Records to process

***

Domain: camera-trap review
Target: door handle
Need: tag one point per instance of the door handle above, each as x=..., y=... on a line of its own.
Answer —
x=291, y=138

***

Required task
Format the lines above as a JSON list of strings, one string per line, and leave out any blank lines.

Expected answer
[
  "Domain: camera-trap review",
  "Target: door handle",
  "Need: tag one point per instance of the door handle above, each as x=..., y=... on a line of its own.",
  "Answer —",
  "x=291, y=138"
]